* EXCERTO SELECIONADO:
◆ ◆ ◆ ◆ ◆ ◆ ◆

Não pretendo, neste artigo, tomar parte ou partido nesta discussão — lícita, embora não isenta de riscos — sobre o perfil que o novo Papa deverá assumir. Em vez disso, proponho-me a olhar para uma continuidade mais profunda do que a mera mudança de rosto na varanda de São Pedro. Desejo, assim, identificar algumas linhas de fundo que unam Francisco, primeiro Papa jesuíta, a Leão XIV, primeiro Papa agostiniano, a partir das suas raízes espirituais.

Nesse horizonte, volto-me para a relação entre dois fundadores cujas inspirações formaram santos e, digamos sem hesitar, papas. Tratam-se de Santo Agostinho de Hipona e Santo Inácio de Loyola. Pretendo mostrar como ambos partilham intuições teológicas e espirituais fundamentais que formaram, espiritual e humanamente, a vida de Jorge Mario Bergoglio e de Robert Francis Prevost. Não se trata de chegar a conclusões definitivas, mas de oferecer um exercício humilde de profundidade. Quem sabe assim possamos descobrir novas pistas para entender melhor as afinidades — e também as diferenças — entre Francisco e Leão XIV, pontífices unidos pelo desejo de renovar a Igreja em fidelidade ao Evangelho e às exigências dos tempos.

 

A centralidade do coração
Apesar de separados por séculos e por contextos culturais profundamente distintos, Agostinho de Hipona e Inácio de Loyola partilham marcas biográficas que os aproximam. O norte de África não é o País Basco, Tagaste é diferente de Guipuzcoa; ainda assim, ambos nasceram em territórios periféricos do Império e viveram transformações interiores que viriam a moldar o coração da Igreja.

As suas famílias eram diferentes: Agostinho teve um pai pagão e uma mãe cristã profundamente devota, que se tornou a sua principal referência de fé. Inácio, por sua vez, teve uma origem cristã tradicional, mas da sua mãe sabemos muito pouco — ao ponto de alguns historiadores sugerirem que essa ausência pode ter influenciado fortemente o seu percurso interior. Se o baptismo de Agostinho foi tardio, no solar dos Loyola o primeiro sacramento era tão natural quanto o nascimento e as montanhas de Izarraitz.

◆ ◆ ◆ ◆ ◆ ◆ ◆

* ENUNCIADO DO EXERCÍCIO:
Transcreva, sem qualquer alteração, o trecho do excerto sobre Agostinho e Inácio que vai de "As suas famílias" a "montanhas de Izarraitz.". Este material provém de uma fonte distinta do excerto.

◆ ◆ ◆ ◆ ◆ ◆ ◆

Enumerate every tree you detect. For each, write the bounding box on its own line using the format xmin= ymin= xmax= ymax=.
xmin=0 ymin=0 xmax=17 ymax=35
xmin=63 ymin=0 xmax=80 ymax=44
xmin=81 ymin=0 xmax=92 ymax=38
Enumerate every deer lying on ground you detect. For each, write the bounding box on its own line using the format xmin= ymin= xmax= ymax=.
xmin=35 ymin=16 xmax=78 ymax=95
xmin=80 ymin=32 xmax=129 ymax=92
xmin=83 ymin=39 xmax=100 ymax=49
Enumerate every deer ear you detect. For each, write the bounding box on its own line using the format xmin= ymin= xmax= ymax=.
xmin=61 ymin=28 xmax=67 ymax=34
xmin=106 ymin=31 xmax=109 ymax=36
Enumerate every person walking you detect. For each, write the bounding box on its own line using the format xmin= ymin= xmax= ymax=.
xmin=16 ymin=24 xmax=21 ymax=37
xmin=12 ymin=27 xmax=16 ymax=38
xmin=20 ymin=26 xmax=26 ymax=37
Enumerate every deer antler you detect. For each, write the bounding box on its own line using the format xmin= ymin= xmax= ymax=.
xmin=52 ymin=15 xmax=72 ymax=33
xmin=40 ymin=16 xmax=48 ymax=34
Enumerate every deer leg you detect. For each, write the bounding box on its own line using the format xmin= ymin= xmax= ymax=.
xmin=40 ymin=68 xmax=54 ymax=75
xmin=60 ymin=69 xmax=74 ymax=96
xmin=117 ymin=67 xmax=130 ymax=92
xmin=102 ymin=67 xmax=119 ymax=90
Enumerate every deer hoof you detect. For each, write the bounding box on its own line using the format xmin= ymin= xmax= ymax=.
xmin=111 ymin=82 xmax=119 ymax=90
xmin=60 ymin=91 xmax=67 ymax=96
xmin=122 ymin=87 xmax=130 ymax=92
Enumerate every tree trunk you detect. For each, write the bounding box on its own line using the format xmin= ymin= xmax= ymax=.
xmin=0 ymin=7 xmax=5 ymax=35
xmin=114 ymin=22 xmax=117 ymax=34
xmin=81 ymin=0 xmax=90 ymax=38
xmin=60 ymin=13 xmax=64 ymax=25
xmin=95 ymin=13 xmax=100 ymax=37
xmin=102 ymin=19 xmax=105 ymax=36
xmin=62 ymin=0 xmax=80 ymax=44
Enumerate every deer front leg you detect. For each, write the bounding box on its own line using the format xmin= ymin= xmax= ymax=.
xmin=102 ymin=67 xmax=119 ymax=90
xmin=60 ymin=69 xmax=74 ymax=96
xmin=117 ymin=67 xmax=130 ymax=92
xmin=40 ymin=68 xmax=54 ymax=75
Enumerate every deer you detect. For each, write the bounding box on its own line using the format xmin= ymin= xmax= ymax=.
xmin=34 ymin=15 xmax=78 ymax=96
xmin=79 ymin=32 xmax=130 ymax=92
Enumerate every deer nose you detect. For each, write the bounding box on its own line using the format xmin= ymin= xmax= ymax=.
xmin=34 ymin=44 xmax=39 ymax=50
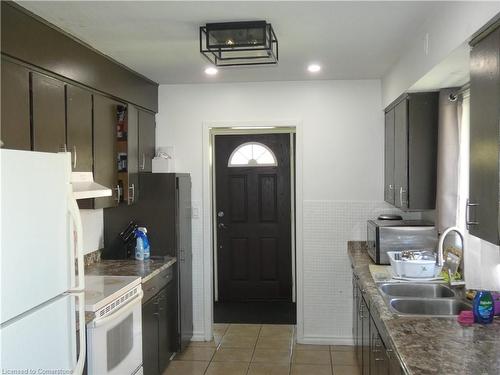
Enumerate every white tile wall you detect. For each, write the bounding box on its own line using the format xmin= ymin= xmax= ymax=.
xmin=303 ymin=200 xmax=420 ymax=344
xmin=191 ymin=200 xmax=205 ymax=338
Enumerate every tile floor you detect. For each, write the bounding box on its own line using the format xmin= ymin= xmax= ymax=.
xmin=163 ymin=324 xmax=359 ymax=375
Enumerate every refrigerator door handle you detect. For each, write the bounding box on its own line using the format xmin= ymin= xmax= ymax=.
xmin=73 ymin=292 xmax=87 ymax=375
xmin=68 ymin=185 xmax=85 ymax=292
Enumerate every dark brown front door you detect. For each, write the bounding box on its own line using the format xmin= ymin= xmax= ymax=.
xmin=215 ymin=134 xmax=292 ymax=302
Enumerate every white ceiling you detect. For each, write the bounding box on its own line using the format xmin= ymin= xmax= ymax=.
xmin=19 ymin=1 xmax=464 ymax=83
xmin=410 ymin=43 xmax=470 ymax=91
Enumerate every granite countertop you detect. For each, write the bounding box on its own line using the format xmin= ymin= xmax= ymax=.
xmin=347 ymin=242 xmax=500 ymax=375
xmin=85 ymin=256 xmax=177 ymax=323
xmin=85 ymin=256 xmax=177 ymax=283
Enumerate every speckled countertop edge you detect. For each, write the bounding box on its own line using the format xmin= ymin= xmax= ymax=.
xmin=85 ymin=256 xmax=177 ymax=283
xmin=85 ymin=256 xmax=177 ymax=323
xmin=348 ymin=242 xmax=500 ymax=375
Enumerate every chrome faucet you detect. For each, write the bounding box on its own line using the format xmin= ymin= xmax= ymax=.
xmin=436 ymin=227 xmax=465 ymax=286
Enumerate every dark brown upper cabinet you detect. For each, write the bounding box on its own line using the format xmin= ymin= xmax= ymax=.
xmin=384 ymin=111 xmax=394 ymax=204
xmin=1 ymin=58 xmax=31 ymax=150
xmin=139 ymin=110 xmax=156 ymax=172
xmin=384 ymin=92 xmax=439 ymax=211
xmin=467 ymin=26 xmax=500 ymax=244
xmin=66 ymin=85 xmax=93 ymax=172
xmin=93 ymin=94 xmax=124 ymax=208
xmin=31 ymin=72 xmax=67 ymax=152
xmin=116 ymin=104 xmax=139 ymax=205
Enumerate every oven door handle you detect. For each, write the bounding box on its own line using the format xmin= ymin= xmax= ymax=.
xmin=90 ymin=290 xmax=144 ymax=328
xmin=73 ymin=292 xmax=87 ymax=375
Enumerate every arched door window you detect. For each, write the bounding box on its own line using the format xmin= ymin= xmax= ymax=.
xmin=227 ymin=142 xmax=278 ymax=167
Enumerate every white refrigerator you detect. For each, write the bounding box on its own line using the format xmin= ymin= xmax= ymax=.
xmin=0 ymin=150 xmax=86 ymax=374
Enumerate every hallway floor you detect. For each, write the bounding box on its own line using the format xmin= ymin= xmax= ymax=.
xmin=214 ymin=301 xmax=297 ymax=324
xmin=164 ymin=324 xmax=359 ymax=375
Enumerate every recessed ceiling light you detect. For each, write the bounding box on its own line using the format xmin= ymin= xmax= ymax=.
xmin=205 ymin=66 xmax=218 ymax=76
xmin=307 ymin=64 xmax=321 ymax=73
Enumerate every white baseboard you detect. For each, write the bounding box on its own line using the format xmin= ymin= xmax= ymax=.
xmin=297 ymin=336 xmax=354 ymax=346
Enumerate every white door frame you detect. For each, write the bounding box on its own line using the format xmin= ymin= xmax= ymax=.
xmin=200 ymin=120 xmax=304 ymax=341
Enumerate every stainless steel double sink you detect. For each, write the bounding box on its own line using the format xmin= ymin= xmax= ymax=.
xmin=378 ymin=283 xmax=471 ymax=316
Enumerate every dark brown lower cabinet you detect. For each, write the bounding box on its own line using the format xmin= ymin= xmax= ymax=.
xmin=353 ymin=274 xmax=404 ymax=375
xmin=142 ymin=272 xmax=178 ymax=375
xmin=142 ymin=298 xmax=159 ymax=374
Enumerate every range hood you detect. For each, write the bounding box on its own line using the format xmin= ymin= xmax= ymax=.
xmin=71 ymin=172 xmax=112 ymax=199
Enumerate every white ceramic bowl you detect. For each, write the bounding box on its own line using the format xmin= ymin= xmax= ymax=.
xmin=387 ymin=251 xmax=441 ymax=279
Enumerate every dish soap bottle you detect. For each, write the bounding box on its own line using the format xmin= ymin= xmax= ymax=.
xmin=134 ymin=229 xmax=144 ymax=260
xmin=472 ymin=290 xmax=495 ymax=324
xmin=137 ymin=227 xmax=151 ymax=260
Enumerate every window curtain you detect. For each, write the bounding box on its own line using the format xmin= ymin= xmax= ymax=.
xmin=436 ymin=88 xmax=461 ymax=233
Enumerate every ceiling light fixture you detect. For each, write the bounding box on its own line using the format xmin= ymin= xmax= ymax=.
xmin=307 ymin=64 xmax=321 ymax=73
xmin=205 ymin=66 xmax=218 ymax=76
xmin=200 ymin=21 xmax=278 ymax=66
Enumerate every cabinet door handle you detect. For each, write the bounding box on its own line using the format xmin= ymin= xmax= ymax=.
xmin=73 ymin=145 xmax=76 ymax=169
xmin=465 ymin=199 xmax=479 ymax=229
xmin=128 ymin=184 xmax=135 ymax=203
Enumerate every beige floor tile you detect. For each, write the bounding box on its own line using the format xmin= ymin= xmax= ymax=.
xmin=260 ymin=324 xmax=294 ymax=339
xmin=226 ymin=324 xmax=261 ymax=336
xmin=174 ymin=346 xmax=215 ymax=361
xmin=163 ymin=361 xmax=209 ymax=375
xmin=248 ymin=362 xmax=290 ymax=375
xmin=213 ymin=348 xmax=253 ymax=362
xmin=212 ymin=323 xmax=229 ymax=336
xmin=333 ymin=366 xmax=361 ymax=375
xmin=205 ymin=362 xmax=248 ymax=375
xmin=331 ymin=351 xmax=357 ymax=366
xmin=292 ymin=350 xmax=331 ymax=365
xmin=189 ymin=340 xmax=217 ymax=348
xmin=294 ymin=344 xmax=330 ymax=351
xmin=220 ymin=333 xmax=258 ymax=348
xmin=290 ymin=364 xmax=332 ymax=375
xmin=252 ymin=348 xmax=291 ymax=364
xmin=330 ymin=345 xmax=356 ymax=352
xmin=256 ymin=336 xmax=292 ymax=350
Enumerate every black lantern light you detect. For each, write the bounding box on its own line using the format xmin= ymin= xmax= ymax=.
xmin=200 ymin=21 xmax=278 ymax=66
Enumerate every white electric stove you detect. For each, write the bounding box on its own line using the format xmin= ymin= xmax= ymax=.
xmin=85 ymin=276 xmax=143 ymax=375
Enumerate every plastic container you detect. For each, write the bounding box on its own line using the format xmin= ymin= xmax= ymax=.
xmin=492 ymin=293 xmax=500 ymax=315
xmin=135 ymin=235 xmax=144 ymax=260
xmin=472 ymin=290 xmax=495 ymax=324
xmin=134 ymin=227 xmax=151 ymax=260
xmin=387 ymin=251 xmax=441 ymax=279
xmin=457 ymin=310 xmax=474 ymax=326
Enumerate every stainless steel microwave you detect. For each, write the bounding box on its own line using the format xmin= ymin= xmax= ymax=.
xmin=367 ymin=220 xmax=438 ymax=264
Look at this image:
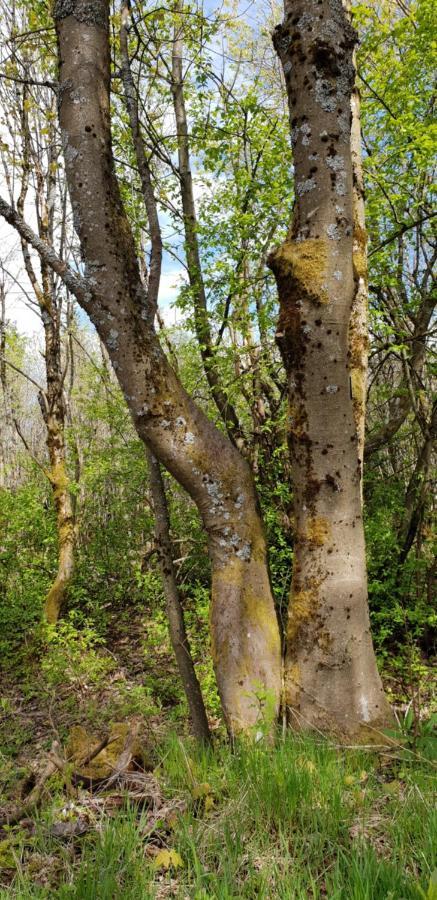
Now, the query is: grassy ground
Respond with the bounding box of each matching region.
[0,735,437,900]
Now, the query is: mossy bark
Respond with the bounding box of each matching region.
[55,0,280,731]
[269,0,391,739]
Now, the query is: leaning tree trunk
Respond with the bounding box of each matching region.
[45,0,280,731]
[269,0,390,736]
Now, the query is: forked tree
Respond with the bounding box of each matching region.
[0,0,390,736]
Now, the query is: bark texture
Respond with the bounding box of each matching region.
[171,10,244,448]
[147,450,211,743]
[269,0,390,739]
[48,0,280,731]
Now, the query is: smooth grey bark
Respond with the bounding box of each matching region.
[269,0,391,740]
[32,0,281,731]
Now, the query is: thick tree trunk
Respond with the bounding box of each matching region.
[147,450,211,743]
[49,0,280,731]
[269,0,390,737]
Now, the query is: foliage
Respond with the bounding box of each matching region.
[0,737,436,900]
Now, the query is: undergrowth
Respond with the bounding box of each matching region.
[0,735,437,900]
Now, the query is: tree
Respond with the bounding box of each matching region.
[269,0,390,733]
[2,0,280,730]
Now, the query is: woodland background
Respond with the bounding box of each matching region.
[0,0,437,898]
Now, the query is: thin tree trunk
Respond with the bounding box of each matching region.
[398,401,437,575]
[147,450,211,743]
[269,0,391,739]
[171,0,244,447]
[13,93,74,624]
[46,0,280,731]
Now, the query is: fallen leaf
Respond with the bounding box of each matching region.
[153,850,184,872]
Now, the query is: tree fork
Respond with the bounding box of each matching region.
[44,0,280,732]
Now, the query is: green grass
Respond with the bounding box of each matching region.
[0,736,437,900]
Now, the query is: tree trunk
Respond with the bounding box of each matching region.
[171,0,244,448]
[50,0,280,731]
[147,450,211,743]
[39,307,75,625]
[269,0,391,739]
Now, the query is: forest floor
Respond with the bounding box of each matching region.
[0,617,437,900]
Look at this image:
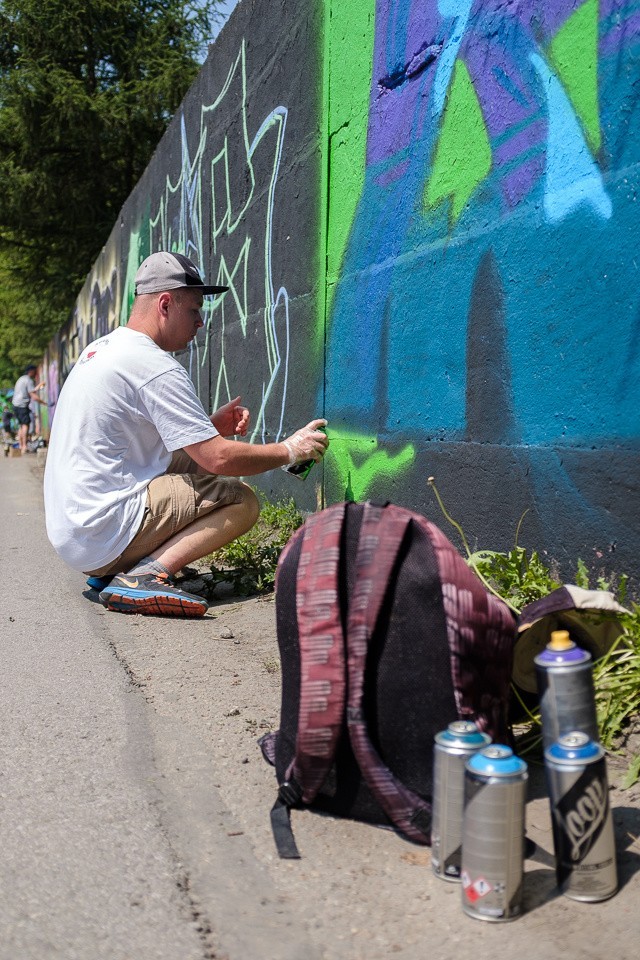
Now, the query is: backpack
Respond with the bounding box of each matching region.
[259,503,516,858]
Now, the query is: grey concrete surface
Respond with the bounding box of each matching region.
[0,458,640,960]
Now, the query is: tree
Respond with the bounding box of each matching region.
[0,0,219,382]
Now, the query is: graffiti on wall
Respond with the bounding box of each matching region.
[42,0,640,576]
[116,42,290,440]
[49,35,290,452]
[326,0,640,556]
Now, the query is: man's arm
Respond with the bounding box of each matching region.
[29,386,49,407]
[184,420,329,477]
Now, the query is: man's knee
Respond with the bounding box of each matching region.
[240,482,260,532]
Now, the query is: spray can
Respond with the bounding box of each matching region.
[431,720,491,881]
[460,744,528,921]
[281,427,327,480]
[534,630,599,750]
[544,731,618,901]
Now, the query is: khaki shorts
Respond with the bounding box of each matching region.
[86,450,249,577]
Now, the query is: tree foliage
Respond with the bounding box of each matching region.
[0,0,218,376]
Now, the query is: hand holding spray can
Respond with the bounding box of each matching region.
[431,720,491,881]
[544,731,618,901]
[281,427,327,480]
[535,630,598,750]
[460,744,528,921]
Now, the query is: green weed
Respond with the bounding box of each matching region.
[428,477,640,789]
[203,491,304,596]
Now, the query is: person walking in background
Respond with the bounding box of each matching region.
[44,252,328,617]
[13,363,47,453]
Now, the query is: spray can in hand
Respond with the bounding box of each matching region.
[281,427,327,480]
[534,630,599,750]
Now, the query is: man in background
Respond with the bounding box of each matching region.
[13,363,47,453]
[44,252,328,617]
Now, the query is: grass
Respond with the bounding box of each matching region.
[429,477,640,788]
[202,491,304,596]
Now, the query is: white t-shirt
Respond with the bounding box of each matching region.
[44,327,218,571]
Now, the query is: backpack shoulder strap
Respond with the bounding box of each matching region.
[288,503,346,803]
[347,503,431,844]
[271,503,346,859]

◆ ◆ ◆ ◆ ◆ ◆ ◆

* RESPOSTA ESCRITA:
As suas famílias eram diferentes: Agostinho teve um pai pagão e uma mãe cristã profundamente devota, que se tornou a sua principal referência de fé. Inácio, por sua vez, teve uma origem cristã tradicional, mas da sua mãe sabemos muito pouco — ao ponto de alguns historiadores sugerirem que essa ausência pode ter influenciado fortemente o seu percurso interior. Se o baptismo de Agostinho foi tardio, no solar dos Loyola o primeiro sacramento era tão natural quanto o nascimento e as montanhas de Izarraitz.